## Start Page

I am using this solution that works perfectly for me in Python 3


import logging
log = logging.getLogger(__name__)

...

    def deep_compare(self,left, right, level=0):
        if type(left) != type(right):
            log.info("Exit 1 - Different types")
            return False

        elif type(left) is dict:
            # Dict comparison
            for key in left:
                if key not in right:
                    log.info("Exit 2 - missing {} in right".format(key))
                    return False
                else:
                    if not deep_compare(left[str(key)], right[str(key)], level +1 ):
                        log.info("Exit 3 - different children")
                        return False
            return True
        elif type(left) is list:
            # List comparison
            for key in left:
                if key not in right:
                    log.info("Exit 4 - missing {} in right".format(key))
                    return False
                else:
                    if not deep_compare(left[left.index(key)], right[right.index(key)], level +1 ):
                        log.info("Exit 5 - different children")
                        return False
            return True
        else:
            # Other comparison
            return left == right

        return False

It compares dict, list and any other types that implements the "==" operator by themselves. If you need to compare something else different, you need to add a new branch in the "if tree".

Hope that helps.

## End Page

• **Work required**
Transcribe the Python comparison post word for word, everything from "It compares dict, list" down to "Hope that helps.". The rows after the Python comparison post are separate material.

## Start Material shown

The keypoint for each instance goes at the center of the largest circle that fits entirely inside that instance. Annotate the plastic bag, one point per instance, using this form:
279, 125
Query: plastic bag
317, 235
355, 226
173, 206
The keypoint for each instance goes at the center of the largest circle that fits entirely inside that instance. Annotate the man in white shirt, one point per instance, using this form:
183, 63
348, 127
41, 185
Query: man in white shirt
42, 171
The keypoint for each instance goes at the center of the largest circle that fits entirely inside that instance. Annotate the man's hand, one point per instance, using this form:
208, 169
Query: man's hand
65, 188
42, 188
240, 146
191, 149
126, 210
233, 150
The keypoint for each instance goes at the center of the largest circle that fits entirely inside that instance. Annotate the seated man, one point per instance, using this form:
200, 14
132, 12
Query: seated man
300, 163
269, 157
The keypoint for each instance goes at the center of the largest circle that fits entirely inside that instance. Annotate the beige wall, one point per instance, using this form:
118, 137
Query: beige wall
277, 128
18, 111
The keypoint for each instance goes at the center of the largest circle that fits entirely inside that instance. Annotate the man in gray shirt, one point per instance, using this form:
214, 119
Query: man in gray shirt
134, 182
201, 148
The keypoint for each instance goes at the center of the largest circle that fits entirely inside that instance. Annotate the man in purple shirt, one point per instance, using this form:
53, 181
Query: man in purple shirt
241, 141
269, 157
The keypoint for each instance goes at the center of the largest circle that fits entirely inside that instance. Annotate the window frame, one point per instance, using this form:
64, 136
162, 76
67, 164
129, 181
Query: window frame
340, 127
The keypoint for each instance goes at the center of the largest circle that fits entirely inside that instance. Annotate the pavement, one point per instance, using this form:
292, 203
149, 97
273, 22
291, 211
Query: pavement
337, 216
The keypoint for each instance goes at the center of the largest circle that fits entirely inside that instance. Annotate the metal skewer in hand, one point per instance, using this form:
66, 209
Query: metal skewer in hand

## End Material shown

• **Output of the exercise**
It compares dict, list and any other types that implements the "==" operator by themselves. If you need to compare something else different, you need to add a new branch in the "if tree".

Hope that helps.